Série d'exercices ::
• a. Reproduisez le passage de l'extrait sur Dick Fisch qui commence à « En 1999, il » et se termine à « ou la psychose. ».
• b. Répondez aux questions suivantes à partir de l'extrait sur Dick Fisch.
(i) Dans quel centre de détention pour mineurs du comté de San Mateo Dick Fisch exerçait-il comme psychiatre ?
(ii) En quelle année l'Institut Gregory Bateson est-il devenu représentant officiel du MRI ?
(iii) Avec quelle collaboratrice Dick Fisch publie-t-il un livre en 1999 ?
**** Extrait
Dans l’article de 1982, il raconte aussi le contexte de la découverte de deux des concepts fondateurs du modèle systémique et stratégique : le « client » et les « tentatives de solution ». C’est à l’occasion de leur travail sur une situation de « phobie scolaire » que Fisch et ses collègues du CTB découvrirent l’importance stratégique de l’interdiction des tentatives de solution.
Pendant vingt ans, Dick Fisch partage ses activités au MRI avec sa pratique privée et avec ses activités de psychiatre au sein d’un centre de détention pour mineurs du comté de San Mateo, le Hillcrest Juvenile Hall.
Dans les années 90, l’Institut Gregory Bateson, devenu représentant officiel du MRI en 1992, invite de nombreuses fois Dick Fisch en Europe francophone pour des séminaires de formation à Liège, Paris, Nantes, Lyon, Aix-en-Provence ou Toulouse. Grand amateur de vins français et féru de voyages, Dick Fisch se délectait de ces occasions de parcourir l’Europe et ses sites historiques. Ceux qui ont fait sa connaissance à l’époque se souviennent d’un superviseur incisif et plein d’humour, qui avait des opinions politiques très à gauche, adorait le chocolat noir, les films de Woody Allen (il avait lui-même pris des cours de théâtre) et se passionnait pour la pratique de l’aviation (il avait passé son brevet de pilote sur le tard).
En 1999, il publie avec sa collaboratrice Karin Schlanger Traiter les cas difficiles. Les réussites de la thérapie brève, livre dans lequel il illustre la manière dont l’approche systémique et stratégique peut s’appliquer aux problèmes « graves », tels l’anorexie, l’alcoolisme ou la psychose.
********
**** Entrées fournies
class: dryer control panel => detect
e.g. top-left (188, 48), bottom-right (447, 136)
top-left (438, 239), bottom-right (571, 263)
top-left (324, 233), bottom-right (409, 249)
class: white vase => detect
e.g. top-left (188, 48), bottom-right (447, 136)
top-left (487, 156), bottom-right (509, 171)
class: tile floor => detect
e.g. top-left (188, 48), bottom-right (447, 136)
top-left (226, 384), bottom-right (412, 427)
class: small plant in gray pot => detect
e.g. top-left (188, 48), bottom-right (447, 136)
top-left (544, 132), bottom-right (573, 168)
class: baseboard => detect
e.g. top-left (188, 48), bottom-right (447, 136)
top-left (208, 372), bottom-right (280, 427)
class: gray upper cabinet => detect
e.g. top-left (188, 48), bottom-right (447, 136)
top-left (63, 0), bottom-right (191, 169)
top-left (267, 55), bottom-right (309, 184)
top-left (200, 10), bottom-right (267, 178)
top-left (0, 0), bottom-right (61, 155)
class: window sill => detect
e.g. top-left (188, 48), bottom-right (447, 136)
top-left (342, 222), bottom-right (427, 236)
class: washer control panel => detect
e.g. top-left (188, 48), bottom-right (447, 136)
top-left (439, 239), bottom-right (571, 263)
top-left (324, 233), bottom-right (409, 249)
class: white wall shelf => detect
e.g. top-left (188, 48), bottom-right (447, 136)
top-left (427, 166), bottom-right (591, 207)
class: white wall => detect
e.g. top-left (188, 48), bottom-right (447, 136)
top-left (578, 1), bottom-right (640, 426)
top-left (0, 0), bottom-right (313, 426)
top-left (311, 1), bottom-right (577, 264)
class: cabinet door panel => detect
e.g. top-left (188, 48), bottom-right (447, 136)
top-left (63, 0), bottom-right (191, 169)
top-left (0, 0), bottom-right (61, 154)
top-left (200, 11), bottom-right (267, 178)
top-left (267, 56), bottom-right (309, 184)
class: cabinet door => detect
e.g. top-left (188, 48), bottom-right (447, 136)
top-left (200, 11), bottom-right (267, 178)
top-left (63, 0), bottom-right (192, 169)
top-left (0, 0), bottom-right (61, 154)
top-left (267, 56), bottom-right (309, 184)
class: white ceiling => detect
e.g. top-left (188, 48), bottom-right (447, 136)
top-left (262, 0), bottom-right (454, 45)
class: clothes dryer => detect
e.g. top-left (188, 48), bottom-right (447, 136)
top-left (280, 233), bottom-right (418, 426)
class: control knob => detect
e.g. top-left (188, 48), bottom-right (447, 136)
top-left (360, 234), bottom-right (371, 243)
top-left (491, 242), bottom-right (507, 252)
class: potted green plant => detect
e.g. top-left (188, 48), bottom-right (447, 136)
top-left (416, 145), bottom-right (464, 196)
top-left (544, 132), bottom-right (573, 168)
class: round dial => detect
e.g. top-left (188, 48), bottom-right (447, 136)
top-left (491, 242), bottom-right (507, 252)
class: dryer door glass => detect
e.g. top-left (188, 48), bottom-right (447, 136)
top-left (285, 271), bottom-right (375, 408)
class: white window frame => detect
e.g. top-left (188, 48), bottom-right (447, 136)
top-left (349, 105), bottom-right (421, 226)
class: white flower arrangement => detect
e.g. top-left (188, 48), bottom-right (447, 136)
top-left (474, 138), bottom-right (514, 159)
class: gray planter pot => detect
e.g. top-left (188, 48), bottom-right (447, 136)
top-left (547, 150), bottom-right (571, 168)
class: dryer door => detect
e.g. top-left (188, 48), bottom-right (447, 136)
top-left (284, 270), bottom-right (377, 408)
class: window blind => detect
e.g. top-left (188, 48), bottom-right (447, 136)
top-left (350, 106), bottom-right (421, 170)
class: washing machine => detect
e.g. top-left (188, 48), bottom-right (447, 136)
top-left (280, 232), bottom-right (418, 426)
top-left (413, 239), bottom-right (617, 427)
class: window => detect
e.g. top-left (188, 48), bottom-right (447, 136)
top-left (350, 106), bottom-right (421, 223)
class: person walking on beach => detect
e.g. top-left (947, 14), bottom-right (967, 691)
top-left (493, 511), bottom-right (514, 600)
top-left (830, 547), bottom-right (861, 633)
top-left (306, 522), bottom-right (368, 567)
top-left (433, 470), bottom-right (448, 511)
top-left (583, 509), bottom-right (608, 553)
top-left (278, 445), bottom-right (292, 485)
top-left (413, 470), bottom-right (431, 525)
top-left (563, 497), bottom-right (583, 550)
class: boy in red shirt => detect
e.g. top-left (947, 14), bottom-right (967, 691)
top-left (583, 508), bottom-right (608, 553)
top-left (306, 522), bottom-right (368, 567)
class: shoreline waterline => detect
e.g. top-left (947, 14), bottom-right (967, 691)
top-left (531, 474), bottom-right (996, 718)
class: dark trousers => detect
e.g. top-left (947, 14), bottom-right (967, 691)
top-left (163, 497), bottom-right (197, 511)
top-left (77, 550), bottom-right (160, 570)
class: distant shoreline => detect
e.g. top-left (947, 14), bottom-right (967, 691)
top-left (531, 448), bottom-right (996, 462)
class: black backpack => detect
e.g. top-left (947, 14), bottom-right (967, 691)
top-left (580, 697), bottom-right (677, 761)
********
Liste des solutions ::
• a.
En 1999, il publie avec sa collaboratrice Karin Schlanger Traiter les cas difficiles. Les réussites de la thérapie brève, livre dans lequel il illustre la manière dont l’approche systémique et stratégique peut s’appliquer aux problèmes « graves », tels l’anorexie, l’alcoolisme ou la psychose.

• b.
(i) Le Hillcrest Juvenile Hall.
(ii) En 1992.
(iii) Karin Schlanger.